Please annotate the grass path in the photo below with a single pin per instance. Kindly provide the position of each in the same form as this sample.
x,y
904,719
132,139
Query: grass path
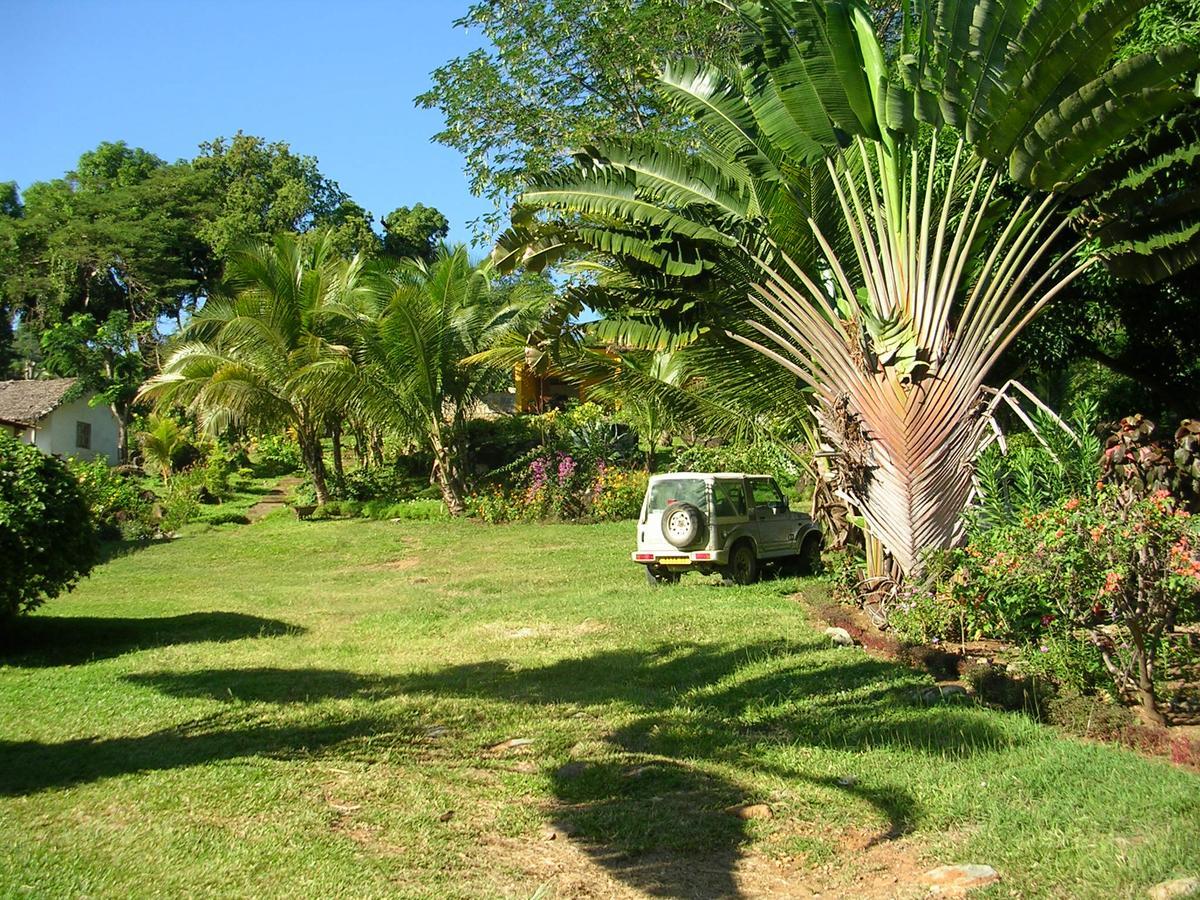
x,y
322,708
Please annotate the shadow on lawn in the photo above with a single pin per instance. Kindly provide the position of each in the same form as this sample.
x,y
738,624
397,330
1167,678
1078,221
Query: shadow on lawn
x,y
41,641
648,803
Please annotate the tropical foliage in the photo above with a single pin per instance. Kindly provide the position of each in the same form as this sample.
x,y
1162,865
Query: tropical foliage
x,y
883,227
249,357
47,537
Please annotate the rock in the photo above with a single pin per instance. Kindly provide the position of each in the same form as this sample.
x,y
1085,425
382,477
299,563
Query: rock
x,y
952,880
510,744
1177,887
840,636
750,810
571,769
943,693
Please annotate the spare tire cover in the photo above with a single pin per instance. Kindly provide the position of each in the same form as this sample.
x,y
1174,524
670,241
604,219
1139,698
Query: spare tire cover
x,y
682,525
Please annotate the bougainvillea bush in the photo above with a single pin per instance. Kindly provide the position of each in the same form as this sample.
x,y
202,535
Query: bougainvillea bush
x,y
1089,586
47,537
557,486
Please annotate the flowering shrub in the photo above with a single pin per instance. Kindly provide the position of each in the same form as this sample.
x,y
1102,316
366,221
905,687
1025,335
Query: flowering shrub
x,y
119,508
558,486
1087,586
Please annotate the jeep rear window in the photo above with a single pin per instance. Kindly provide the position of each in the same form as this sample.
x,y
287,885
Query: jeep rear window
x,y
671,491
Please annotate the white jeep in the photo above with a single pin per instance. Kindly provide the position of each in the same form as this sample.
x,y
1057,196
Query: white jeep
x,y
721,522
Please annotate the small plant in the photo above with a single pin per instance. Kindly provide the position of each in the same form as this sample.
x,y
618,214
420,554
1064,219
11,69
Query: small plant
x,y
47,534
276,455
119,507
1090,582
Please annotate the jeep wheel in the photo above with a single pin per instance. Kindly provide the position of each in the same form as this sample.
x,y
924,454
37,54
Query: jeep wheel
x,y
682,525
808,561
743,568
657,575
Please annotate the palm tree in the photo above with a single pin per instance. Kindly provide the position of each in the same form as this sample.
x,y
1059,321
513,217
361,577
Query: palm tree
x,y
161,442
411,336
252,355
882,227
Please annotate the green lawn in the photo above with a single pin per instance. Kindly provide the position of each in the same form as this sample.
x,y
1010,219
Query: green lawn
x,y
310,709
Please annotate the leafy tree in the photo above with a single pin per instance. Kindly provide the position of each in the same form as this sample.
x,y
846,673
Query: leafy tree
x,y
419,324
563,73
47,537
118,233
883,226
106,358
251,355
264,190
414,233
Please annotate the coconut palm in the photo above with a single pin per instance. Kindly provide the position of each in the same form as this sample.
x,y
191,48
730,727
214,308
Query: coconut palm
x,y
420,321
251,357
883,226
161,442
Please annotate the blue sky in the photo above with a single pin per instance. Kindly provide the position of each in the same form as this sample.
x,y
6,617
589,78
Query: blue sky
x,y
334,79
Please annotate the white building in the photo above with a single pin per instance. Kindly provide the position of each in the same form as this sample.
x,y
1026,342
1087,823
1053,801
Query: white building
x,y
48,415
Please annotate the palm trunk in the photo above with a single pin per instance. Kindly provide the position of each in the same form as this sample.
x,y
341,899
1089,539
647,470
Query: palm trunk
x,y
339,471
447,474
315,463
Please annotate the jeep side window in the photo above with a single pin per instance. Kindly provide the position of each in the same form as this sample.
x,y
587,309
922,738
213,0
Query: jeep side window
x,y
672,491
731,499
766,493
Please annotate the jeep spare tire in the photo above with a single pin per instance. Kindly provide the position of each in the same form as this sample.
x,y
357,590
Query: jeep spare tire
x,y
682,525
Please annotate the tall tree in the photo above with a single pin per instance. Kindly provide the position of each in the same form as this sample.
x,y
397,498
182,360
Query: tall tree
x,y
264,190
886,227
562,73
414,233
106,358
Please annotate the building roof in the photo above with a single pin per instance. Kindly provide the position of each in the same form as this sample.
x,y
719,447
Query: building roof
x,y
25,402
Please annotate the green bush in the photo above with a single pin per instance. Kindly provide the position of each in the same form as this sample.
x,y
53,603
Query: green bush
x,y
47,535
759,457
120,508
1087,588
276,455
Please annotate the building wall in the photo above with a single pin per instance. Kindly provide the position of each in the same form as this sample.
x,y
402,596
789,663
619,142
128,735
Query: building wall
x,y
55,433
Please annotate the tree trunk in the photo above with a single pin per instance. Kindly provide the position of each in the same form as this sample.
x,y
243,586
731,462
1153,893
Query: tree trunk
x,y
447,474
315,462
121,413
339,471
1146,699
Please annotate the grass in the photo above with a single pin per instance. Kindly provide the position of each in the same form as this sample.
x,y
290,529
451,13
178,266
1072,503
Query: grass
x,y
311,708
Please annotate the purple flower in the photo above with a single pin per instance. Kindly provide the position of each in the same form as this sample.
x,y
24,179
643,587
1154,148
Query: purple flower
x,y
538,474
565,469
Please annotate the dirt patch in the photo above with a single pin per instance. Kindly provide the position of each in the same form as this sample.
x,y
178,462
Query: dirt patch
x,y
277,498
391,565
570,868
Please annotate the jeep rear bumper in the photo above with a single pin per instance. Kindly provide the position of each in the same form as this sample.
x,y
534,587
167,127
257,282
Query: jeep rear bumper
x,y
682,559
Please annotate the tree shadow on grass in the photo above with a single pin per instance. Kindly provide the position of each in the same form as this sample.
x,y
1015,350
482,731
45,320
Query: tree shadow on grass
x,y
648,802
42,641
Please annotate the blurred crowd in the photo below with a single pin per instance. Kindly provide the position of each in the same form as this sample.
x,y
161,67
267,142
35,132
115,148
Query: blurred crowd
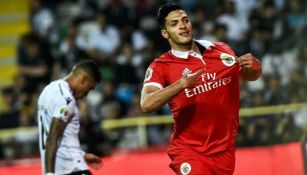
x,y
123,37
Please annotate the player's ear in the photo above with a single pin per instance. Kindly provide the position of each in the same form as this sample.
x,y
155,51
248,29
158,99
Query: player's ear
x,y
164,34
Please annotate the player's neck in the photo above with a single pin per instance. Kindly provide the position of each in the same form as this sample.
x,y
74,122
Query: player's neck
x,y
186,48
71,83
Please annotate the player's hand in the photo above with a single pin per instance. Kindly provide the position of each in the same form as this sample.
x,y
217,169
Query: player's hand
x,y
250,67
248,61
190,80
93,161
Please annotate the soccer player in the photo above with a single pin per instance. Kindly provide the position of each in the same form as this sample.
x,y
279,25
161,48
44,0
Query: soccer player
x,y
200,82
59,122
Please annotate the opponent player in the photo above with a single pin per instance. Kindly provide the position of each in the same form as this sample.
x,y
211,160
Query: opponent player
x,y
59,121
200,82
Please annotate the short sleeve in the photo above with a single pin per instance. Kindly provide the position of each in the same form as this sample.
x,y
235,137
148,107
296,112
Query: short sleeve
x,y
64,108
155,75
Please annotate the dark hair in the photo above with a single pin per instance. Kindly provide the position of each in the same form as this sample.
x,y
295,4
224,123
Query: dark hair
x,y
164,10
90,67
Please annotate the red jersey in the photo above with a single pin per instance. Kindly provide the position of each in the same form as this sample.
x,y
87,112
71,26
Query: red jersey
x,y
205,116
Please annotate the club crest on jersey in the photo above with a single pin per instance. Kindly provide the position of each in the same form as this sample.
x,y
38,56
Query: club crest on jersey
x,y
186,71
64,111
148,74
227,59
185,168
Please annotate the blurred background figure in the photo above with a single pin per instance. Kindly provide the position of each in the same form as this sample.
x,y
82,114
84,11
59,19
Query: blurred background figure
x,y
42,39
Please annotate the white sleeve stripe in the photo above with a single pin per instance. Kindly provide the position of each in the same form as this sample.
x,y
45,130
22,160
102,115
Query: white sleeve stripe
x,y
153,84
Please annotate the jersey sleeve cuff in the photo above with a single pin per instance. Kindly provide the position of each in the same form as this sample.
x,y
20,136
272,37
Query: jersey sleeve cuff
x,y
154,84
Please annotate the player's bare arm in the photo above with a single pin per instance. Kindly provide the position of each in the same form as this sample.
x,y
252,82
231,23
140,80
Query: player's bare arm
x,y
250,67
153,98
56,131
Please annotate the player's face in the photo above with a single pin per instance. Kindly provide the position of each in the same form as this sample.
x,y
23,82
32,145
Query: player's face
x,y
85,86
178,29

● **The task**
Where a line of the records has the string "below", copy that line.

● **Response**
Please annotate the grass path in the photo below with a single pin per instance. Kindly provide the position of each in the same form as this sample.
Please annotate the blurred crowd in the photo below with a single pin per instance. Kindly provide the position of each in the same form as this sample.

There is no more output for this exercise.